Instruções do exercício – Liste, copiando-as na íntegra, todas as linhas dos registros abaixo em que aparece a palavra "leaf".

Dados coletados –

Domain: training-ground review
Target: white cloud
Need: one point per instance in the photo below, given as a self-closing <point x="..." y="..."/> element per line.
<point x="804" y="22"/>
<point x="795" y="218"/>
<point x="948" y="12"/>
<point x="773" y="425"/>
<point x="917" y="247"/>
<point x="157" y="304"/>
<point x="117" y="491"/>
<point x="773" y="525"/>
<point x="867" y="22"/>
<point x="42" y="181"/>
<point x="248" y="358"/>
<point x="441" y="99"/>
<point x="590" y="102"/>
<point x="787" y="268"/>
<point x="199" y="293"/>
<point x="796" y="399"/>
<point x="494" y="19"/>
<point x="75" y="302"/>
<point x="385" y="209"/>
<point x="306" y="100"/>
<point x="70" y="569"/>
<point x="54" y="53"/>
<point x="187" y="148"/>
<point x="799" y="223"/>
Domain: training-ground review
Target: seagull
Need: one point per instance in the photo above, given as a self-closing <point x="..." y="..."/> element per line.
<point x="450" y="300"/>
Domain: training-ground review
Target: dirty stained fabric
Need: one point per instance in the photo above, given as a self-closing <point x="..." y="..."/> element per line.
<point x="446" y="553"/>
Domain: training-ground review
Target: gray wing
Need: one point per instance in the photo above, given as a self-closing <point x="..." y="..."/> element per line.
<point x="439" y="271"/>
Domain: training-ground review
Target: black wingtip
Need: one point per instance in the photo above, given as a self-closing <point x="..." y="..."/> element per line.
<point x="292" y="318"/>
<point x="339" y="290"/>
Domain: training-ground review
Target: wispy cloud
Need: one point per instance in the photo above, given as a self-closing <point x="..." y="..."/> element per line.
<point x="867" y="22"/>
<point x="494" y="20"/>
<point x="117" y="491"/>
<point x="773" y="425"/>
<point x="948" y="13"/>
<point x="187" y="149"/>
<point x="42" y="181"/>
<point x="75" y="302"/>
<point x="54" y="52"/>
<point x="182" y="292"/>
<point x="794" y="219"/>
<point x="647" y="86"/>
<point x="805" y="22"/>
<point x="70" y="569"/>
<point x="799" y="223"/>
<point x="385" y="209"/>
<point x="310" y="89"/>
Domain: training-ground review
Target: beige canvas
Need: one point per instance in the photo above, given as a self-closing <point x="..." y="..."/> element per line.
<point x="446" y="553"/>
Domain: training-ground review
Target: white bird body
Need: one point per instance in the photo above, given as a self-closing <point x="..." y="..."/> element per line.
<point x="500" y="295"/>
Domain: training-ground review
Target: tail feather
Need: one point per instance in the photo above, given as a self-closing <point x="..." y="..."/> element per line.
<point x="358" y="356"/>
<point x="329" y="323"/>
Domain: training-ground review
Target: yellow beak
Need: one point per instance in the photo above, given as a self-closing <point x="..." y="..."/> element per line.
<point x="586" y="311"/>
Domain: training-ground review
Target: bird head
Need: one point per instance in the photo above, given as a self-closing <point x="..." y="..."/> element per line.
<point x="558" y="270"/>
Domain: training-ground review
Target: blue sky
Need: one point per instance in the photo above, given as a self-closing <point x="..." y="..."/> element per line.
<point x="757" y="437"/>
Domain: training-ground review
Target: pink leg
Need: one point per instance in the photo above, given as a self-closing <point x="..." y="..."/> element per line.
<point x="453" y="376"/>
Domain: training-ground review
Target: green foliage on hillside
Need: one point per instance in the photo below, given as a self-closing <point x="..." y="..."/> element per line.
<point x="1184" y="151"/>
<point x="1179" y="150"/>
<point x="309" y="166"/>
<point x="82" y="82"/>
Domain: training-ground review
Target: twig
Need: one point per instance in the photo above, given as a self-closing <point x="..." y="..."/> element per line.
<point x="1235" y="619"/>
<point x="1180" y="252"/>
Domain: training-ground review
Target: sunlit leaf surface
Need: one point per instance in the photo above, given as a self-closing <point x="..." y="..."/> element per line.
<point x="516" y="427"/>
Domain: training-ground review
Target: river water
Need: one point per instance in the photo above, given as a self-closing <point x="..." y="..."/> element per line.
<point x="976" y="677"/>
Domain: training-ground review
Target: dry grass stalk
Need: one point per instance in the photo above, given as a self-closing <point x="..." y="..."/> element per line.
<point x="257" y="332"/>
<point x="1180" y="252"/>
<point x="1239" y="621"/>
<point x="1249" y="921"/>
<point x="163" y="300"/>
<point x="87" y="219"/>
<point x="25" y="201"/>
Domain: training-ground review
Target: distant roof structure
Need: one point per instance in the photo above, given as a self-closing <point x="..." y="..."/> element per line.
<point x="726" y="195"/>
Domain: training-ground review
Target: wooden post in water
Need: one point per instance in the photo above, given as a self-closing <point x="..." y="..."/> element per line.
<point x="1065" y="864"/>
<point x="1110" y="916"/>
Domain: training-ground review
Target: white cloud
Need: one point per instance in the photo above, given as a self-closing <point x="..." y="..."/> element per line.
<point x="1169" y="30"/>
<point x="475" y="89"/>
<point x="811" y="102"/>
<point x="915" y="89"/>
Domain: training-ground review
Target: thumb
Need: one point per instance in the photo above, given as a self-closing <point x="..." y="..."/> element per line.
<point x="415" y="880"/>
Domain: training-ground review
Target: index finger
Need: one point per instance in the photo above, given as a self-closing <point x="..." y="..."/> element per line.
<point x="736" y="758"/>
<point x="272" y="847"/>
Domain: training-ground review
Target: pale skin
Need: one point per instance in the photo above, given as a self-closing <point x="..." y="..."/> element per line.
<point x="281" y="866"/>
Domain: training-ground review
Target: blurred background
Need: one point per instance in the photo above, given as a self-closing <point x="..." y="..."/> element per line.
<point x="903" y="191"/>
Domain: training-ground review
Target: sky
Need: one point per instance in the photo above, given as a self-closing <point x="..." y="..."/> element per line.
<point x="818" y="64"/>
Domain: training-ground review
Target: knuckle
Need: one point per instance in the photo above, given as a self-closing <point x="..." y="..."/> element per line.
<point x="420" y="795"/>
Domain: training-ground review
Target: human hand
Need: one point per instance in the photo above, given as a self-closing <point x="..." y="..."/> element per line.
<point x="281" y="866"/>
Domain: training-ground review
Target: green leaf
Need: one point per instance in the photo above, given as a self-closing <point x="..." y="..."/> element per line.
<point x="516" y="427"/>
...
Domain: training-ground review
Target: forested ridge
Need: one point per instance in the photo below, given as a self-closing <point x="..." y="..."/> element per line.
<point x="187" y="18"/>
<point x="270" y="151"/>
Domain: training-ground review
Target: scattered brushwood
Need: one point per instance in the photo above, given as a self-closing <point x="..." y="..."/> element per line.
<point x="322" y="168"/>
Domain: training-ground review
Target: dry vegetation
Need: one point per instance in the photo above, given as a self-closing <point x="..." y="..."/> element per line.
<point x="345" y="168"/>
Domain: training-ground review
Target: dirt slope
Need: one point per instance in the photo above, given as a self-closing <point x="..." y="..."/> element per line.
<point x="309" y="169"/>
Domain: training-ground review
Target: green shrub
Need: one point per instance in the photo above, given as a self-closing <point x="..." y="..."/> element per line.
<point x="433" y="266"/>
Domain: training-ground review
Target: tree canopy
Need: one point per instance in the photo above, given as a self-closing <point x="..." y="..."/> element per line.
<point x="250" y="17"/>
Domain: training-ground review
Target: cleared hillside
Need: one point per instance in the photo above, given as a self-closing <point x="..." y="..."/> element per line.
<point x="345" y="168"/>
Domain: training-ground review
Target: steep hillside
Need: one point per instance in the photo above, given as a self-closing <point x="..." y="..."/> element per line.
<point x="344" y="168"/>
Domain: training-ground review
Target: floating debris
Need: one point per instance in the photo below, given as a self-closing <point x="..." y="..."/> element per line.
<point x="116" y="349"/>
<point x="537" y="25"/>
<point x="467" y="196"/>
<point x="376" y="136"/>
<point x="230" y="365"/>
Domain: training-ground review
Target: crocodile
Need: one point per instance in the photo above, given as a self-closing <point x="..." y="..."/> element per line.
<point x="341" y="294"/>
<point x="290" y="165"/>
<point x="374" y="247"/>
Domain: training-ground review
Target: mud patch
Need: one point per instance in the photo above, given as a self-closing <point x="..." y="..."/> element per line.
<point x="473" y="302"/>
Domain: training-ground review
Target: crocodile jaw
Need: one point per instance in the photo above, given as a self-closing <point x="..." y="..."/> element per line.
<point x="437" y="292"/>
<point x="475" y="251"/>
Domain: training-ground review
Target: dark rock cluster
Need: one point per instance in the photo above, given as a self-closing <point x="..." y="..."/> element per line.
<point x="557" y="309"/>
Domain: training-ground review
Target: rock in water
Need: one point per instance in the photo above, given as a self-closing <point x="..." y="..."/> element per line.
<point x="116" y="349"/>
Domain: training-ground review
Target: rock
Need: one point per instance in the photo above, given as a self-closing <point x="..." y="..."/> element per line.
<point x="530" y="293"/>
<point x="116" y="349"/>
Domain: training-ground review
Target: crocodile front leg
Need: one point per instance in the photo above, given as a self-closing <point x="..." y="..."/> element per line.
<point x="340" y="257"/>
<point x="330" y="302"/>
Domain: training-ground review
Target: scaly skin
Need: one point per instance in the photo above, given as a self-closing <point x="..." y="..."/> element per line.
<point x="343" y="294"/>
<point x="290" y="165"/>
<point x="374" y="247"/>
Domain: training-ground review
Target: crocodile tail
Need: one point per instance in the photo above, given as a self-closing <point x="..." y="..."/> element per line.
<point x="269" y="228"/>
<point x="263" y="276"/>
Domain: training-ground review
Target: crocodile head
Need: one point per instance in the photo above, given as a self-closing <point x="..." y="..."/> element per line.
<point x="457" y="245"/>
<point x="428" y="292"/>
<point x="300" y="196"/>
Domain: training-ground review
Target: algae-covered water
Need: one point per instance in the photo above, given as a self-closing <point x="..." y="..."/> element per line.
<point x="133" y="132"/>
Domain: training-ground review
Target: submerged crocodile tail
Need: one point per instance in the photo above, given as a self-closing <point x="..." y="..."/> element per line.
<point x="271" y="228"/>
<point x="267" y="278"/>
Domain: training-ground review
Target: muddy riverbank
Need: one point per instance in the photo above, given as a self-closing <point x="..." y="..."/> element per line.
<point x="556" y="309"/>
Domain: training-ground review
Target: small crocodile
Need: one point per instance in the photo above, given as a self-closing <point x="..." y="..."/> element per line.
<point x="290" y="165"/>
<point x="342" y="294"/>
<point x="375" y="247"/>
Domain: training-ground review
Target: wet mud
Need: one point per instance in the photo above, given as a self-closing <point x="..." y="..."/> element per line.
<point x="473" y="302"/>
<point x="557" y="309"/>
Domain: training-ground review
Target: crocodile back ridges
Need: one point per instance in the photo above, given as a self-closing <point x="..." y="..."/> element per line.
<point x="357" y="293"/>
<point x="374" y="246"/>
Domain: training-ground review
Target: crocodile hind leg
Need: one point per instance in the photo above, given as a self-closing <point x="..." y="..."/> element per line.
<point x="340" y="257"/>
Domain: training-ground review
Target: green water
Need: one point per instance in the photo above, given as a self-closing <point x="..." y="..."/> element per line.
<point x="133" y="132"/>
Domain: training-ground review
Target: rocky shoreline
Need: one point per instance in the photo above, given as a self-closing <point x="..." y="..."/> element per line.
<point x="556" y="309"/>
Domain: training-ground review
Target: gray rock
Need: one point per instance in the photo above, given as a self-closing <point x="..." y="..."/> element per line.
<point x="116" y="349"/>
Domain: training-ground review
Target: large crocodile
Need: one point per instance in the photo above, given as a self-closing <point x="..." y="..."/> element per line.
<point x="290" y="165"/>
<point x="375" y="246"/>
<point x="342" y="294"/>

Resposta –
Target: sunlit leaf surface
Target: green leaf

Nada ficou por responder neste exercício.